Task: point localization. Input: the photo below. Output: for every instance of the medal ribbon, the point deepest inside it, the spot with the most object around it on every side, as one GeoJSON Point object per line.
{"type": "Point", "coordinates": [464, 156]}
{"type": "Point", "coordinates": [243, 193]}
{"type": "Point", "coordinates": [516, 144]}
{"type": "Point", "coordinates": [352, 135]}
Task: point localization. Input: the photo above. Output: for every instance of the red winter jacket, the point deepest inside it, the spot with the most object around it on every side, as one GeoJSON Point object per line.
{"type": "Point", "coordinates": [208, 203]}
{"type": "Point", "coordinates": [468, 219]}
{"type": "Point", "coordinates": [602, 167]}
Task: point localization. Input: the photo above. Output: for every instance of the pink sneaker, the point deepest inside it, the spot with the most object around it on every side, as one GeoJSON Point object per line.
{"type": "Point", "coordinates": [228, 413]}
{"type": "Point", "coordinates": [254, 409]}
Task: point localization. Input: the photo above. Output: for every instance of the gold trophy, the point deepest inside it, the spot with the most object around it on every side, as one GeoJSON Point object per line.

· · ·

Exercise goal:
Please copy the whole of the material exactly as written.

Your response:
Task: point localization. Input: the photo below. Output: for every instance of the medal ribbon, the point deepest inside it, the spot with the most object around it on every side, as one GeoJSON Point object per line.
{"type": "Point", "coordinates": [464, 156]}
{"type": "Point", "coordinates": [243, 193]}
{"type": "Point", "coordinates": [516, 144]}
{"type": "Point", "coordinates": [352, 135]}
Task: point localization. Input: the photo above. Output: for every instance of the red winter jacket, the point deepest inside it, the spot with the most object around it on every side, as one GeoJSON Point object per line.
{"type": "Point", "coordinates": [208, 203]}
{"type": "Point", "coordinates": [468, 219]}
{"type": "Point", "coordinates": [602, 167]}
Task: point localization. Input: the photo above. Output: for every instance of the pink sneaker, the point deepest inside it, the spot with the most object around it on every side, as one GeoJSON Point object per line.
{"type": "Point", "coordinates": [228, 413]}
{"type": "Point", "coordinates": [254, 409]}
Task: point localization. Input: the photo above. Output: for every instance of the gold trophy, the point deepest inside it, the spot with the most object around it on every side, as one GeoJSON Point object per line.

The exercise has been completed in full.